## [PROBLEM STATEMENT]
Word for word, give the listing below again.

(DATA RECORDS begins)

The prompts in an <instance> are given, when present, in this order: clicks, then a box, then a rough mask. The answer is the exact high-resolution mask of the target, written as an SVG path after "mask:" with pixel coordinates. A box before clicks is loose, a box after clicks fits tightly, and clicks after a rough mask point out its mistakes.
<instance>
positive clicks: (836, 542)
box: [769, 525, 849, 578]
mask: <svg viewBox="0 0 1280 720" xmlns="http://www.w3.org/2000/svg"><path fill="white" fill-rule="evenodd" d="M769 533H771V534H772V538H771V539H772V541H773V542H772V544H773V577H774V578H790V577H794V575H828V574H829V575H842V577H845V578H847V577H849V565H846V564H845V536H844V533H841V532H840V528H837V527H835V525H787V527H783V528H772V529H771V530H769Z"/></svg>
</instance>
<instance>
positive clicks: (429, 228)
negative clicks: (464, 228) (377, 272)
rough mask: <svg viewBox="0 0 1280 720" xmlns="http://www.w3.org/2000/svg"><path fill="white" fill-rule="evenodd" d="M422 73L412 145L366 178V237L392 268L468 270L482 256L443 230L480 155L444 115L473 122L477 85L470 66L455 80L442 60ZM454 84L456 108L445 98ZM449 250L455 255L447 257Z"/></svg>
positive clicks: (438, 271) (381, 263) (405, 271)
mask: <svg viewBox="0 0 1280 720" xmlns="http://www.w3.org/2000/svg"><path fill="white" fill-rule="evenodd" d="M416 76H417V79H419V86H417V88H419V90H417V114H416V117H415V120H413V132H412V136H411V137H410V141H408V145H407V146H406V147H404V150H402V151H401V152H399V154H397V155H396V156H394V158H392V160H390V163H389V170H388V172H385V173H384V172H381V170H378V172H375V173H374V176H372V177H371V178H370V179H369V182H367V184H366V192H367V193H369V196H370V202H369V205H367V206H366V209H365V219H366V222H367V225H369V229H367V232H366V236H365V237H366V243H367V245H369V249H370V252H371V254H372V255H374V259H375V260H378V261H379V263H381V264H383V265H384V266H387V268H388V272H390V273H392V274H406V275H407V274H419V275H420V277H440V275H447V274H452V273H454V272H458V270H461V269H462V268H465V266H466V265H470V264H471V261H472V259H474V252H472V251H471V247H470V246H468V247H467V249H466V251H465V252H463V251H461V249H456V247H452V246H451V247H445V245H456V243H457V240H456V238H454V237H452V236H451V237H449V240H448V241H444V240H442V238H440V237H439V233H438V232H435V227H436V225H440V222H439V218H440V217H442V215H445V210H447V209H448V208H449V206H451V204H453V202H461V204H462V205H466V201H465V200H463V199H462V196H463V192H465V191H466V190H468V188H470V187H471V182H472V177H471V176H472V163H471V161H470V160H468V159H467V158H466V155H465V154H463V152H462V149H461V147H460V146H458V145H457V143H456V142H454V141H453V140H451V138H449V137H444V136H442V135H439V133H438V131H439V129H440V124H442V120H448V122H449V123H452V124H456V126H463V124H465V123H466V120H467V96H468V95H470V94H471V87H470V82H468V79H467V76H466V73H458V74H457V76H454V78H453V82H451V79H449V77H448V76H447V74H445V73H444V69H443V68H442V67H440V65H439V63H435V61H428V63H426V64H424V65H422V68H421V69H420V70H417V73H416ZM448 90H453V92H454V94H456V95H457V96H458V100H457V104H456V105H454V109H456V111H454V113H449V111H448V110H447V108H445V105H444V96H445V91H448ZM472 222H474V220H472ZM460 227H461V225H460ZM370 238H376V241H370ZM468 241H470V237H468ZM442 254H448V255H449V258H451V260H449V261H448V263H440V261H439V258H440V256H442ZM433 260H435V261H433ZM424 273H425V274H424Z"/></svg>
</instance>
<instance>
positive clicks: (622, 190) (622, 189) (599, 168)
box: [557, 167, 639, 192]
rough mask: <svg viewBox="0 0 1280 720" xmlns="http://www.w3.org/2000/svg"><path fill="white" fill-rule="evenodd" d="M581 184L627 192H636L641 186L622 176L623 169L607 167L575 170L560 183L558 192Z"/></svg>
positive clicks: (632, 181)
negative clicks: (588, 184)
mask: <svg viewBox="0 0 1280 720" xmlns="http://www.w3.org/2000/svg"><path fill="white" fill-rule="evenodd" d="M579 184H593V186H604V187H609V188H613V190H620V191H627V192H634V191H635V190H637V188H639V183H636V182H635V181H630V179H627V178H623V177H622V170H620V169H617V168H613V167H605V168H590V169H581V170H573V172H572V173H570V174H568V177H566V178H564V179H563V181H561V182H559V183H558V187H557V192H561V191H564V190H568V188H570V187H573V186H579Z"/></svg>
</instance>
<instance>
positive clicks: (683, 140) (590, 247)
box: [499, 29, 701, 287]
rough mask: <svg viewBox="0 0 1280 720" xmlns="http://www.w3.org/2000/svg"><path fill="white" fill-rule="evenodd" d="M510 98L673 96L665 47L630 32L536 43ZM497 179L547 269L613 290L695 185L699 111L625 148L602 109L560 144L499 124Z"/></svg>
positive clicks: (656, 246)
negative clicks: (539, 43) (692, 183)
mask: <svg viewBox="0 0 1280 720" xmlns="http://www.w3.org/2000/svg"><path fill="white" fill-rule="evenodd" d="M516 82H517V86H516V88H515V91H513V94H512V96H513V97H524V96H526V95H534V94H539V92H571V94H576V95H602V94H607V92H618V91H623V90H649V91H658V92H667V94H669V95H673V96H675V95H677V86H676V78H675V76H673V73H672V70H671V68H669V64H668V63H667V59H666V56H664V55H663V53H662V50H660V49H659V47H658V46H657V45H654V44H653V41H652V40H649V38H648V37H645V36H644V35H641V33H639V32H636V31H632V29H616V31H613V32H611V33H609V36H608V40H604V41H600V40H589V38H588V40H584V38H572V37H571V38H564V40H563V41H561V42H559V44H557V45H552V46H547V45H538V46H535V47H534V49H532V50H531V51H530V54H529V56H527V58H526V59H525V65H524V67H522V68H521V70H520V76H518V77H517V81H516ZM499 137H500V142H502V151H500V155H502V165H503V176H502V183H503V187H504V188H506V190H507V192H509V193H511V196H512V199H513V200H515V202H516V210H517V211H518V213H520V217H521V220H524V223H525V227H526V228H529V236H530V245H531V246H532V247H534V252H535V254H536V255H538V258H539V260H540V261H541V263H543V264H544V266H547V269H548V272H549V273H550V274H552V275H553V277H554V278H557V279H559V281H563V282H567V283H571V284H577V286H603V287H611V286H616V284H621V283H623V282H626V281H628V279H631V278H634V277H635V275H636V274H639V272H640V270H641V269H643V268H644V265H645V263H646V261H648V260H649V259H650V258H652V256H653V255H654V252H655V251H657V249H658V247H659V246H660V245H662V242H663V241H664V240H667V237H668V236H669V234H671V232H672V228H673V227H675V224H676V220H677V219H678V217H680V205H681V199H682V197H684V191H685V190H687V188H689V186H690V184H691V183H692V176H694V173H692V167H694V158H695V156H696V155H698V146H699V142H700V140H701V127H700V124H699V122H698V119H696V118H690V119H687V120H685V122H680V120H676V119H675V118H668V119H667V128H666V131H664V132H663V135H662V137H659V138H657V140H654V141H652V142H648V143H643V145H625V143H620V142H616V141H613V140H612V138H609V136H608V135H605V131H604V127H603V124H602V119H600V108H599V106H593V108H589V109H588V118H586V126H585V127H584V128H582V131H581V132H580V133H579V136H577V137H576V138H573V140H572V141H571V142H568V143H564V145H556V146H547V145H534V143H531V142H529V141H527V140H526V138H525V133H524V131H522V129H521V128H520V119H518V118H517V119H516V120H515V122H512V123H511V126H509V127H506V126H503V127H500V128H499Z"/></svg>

(DATA RECORDS ends)

## [OUTPUT OF THE TASK]
The prompts in an <instance> are given, when present, in this order: clicks, then a box, then a rough mask. The answer is the exact high-resolution mask of the target, written as an SVG path after "mask:" with pixel coordinates. A box before clicks is loose, a box after clicks fits tightly, and clicks after a rough mask point out its mistakes.
<instance>
positive clicks: (836, 542)
box: [769, 525, 849, 578]
mask: <svg viewBox="0 0 1280 720" xmlns="http://www.w3.org/2000/svg"><path fill="white" fill-rule="evenodd" d="M769 533H771V534H772V538H771V539H772V541H773V542H772V544H773V577H774V578H790V577H794V575H828V574H829V575H842V577H845V578H847V577H849V565H846V564H845V536H844V533H841V532H840V528H837V527H835V525H787V527H783V528H772V529H771V530H769Z"/></svg>
</instance>
<instance>
positive clicks: (429, 228)
negative clicks: (464, 228) (377, 272)
rough mask: <svg viewBox="0 0 1280 720" xmlns="http://www.w3.org/2000/svg"><path fill="white" fill-rule="evenodd" d="M422 73L412 145L366 178V237L392 268L468 270L482 256L443 230L480 155L444 115L473 122L477 85L470 66L455 80L442 60ZM454 84L456 108L445 98ZM449 250L455 255L447 257Z"/></svg>
positive clicks: (438, 271) (381, 263) (405, 271)
mask: <svg viewBox="0 0 1280 720" xmlns="http://www.w3.org/2000/svg"><path fill="white" fill-rule="evenodd" d="M416 76H417V79H419V86H417V88H419V90H417V114H416V117H415V120H413V132H412V136H411V137H410V141H408V145H407V146H406V147H404V150H402V151H401V152H399V154H397V155H396V156H394V158H392V160H390V163H389V170H388V172H385V173H384V172H381V170H378V172H375V173H374V176H372V177H371V178H370V179H369V182H367V184H366V192H367V193H369V196H370V202H369V205H367V206H366V209H365V219H366V222H367V225H369V229H367V232H366V236H365V237H366V243H367V245H369V249H370V252H371V254H372V255H374V259H375V260H378V261H379V263H381V264H383V265H384V266H387V268H388V272H390V273H392V274H406V275H407V274H419V275H420V277H440V275H447V274H452V273H454V272H458V270H461V269H462V268H465V266H466V265H470V264H471V261H472V259H474V252H472V251H471V247H470V246H468V247H467V249H466V251H465V252H463V251H461V249H456V247H452V246H451V247H445V245H456V243H457V240H456V238H454V237H452V236H451V237H449V240H448V241H444V240H442V238H440V237H439V233H438V232H435V227H436V225H440V222H439V218H440V217H442V215H445V210H447V209H448V208H449V206H451V204H453V202H461V204H462V205H466V201H465V200H463V199H462V196H463V192H465V191H466V190H468V188H470V187H471V182H472V177H471V176H472V163H471V161H470V160H468V159H467V158H466V155H465V154H463V152H462V149H461V147H460V146H458V145H457V143H456V142H454V141H453V140H451V138H449V137H444V136H442V135H439V133H438V131H439V129H440V124H442V120H448V122H449V123H452V124H456V126H463V124H465V123H466V120H467V96H468V95H470V94H471V87H470V82H468V79H467V76H466V73H458V74H457V76H454V78H453V82H451V79H449V77H448V76H447V74H445V73H444V69H443V68H442V67H440V65H439V63H435V61H428V63H426V64H424V65H422V68H421V69H420V70H417V73H416ZM448 90H453V92H454V94H456V95H457V96H458V100H457V104H456V105H454V109H456V111H454V113H449V111H448V110H447V108H445V105H444V96H445V91H448ZM472 222H474V220H472ZM460 227H461V225H460ZM370 238H376V241H370ZM468 241H470V237H468ZM442 254H448V255H449V258H451V260H449V261H448V263H440V261H439V258H440V256H442ZM433 260H435V261H433ZM424 273H425V274H424Z"/></svg>
</instance>
<instance>
positive clicks: (622, 190) (622, 189) (599, 168)
box: [557, 167, 639, 192]
rough mask: <svg viewBox="0 0 1280 720" xmlns="http://www.w3.org/2000/svg"><path fill="white" fill-rule="evenodd" d="M581 184L627 192H636L641 186L622 176L623 169L607 167L575 170L560 183L558 192Z"/></svg>
positive clicks: (632, 181)
negative clicks: (588, 184)
mask: <svg viewBox="0 0 1280 720" xmlns="http://www.w3.org/2000/svg"><path fill="white" fill-rule="evenodd" d="M579 184H593V186H604V187H609V188H613V190H620V191H627V192H634V191H635V190H637V188H639V183H636V182H635V181H630V179H627V178H623V177H622V170H620V169H617V168H613V167H605V168H590V169H581V170H573V172H572V173H570V174H568V177H566V178H564V179H563V181H561V182H559V183H558V187H557V192H561V191H564V190H568V188H570V187H573V186H579Z"/></svg>
</instance>
<instance>
positive clicks: (683, 140) (590, 247)
box: [499, 29, 701, 287]
rough mask: <svg viewBox="0 0 1280 720" xmlns="http://www.w3.org/2000/svg"><path fill="white" fill-rule="evenodd" d="M510 98L673 96L665 47L630 32L536 43ZM497 179L547 269L613 290L695 185L699 111L625 148L602 109L560 144L499 124Z"/></svg>
positive clicks: (656, 246)
negative clicks: (539, 43) (692, 183)
mask: <svg viewBox="0 0 1280 720" xmlns="http://www.w3.org/2000/svg"><path fill="white" fill-rule="evenodd" d="M516 82H517V86H516V88H515V91H513V94H512V96H513V97H524V96H526V95H534V94H539V92H571V94H576V95H602V94H607V92H618V91H623V90H649V91H658V92H667V94H669V95H673V96H675V95H677V86H676V78H675V76H673V73H672V70H671V68H669V64H668V63H667V59H666V56H664V55H663V53H662V50H660V49H659V47H658V46H657V45H654V44H653V41H652V40H649V38H648V37H645V36H644V35H641V33H639V32H636V31H632V29H616V31H613V32H611V33H609V36H608V40H604V41H600V40H589V38H588V40H584V38H572V37H571V38H564V40H563V41H561V42H559V44H557V45H552V46H547V45H538V46H535V47H534V49H532V50H531V51H530V54H529V56H527V58H526V59H525V65H524V67H522V68H521V70H520V76H518V77H517V81H516ZM499 137H500V142H502V151H500V155H502V165H503V176H502V183H503V187H504V188H506V190H507V192H509V193H511V196H512V199H513V200H515V202H516V210H517V211H518V213H520V217H521V220H524V223H525V227H526V228H529V236H530V245H531V246H532V247H534V252H535V254H536V255H538V258H539V260H540V261H541V263H543V264H544V266H547V269H548V272H549V273H550V274H552V275H553V277H554V278H557V279H559V281H563V282H567V283H571V284H577V286H603V287H611V286H616V284H621V283H623V282H626V281H628V279H631V278H634V277H635V275H636V274H639V272H640V270H641V269H643V268H644V265H645V263H646V261H648V260H649V259H650V258H652V256H653V255H654V252H655V251H657V249H658V247H659V246H660V245H662V242H663V241H664V240H667V237H668V236H669V234H671V232H672V228H673V227H675V224H676V220H677V219H678V217H680V205H681V199H682V197H684V191H685V190H687V188H689V186H690V184H691V183H692V176H694V173H692V167H694V158H695V156H696V155H698V146H699V142H700V140H701V127H700V124H699V122H698V119H696V118H690V119H687V120H685V122H680V120H676V119H675V118H668V119H667V128H666V131H664V132H663V135H662V137H659V138H657V140H654V141H652V142H648V143H643V145H625V143H620V142H616V141H613V140H612V138H609V136H608V135H605V131H604V127H603V124H602V119H600V108H599V106H593V108H589V109H588V118H586V126H585V127H584V128H582V131H581V132H580V133H579V136H577V137H576V138H573V140H572V141H571V142H568V143H564V145H556V146H547V145H534V143H531V142H529V141H527V140H526V138H525V133H524V131H522V129H521V128H520V119H518V118H517V119H516V120H515V122H512V123H511V126H509V127H506V126H503V127H500V128H499Z"/></svg>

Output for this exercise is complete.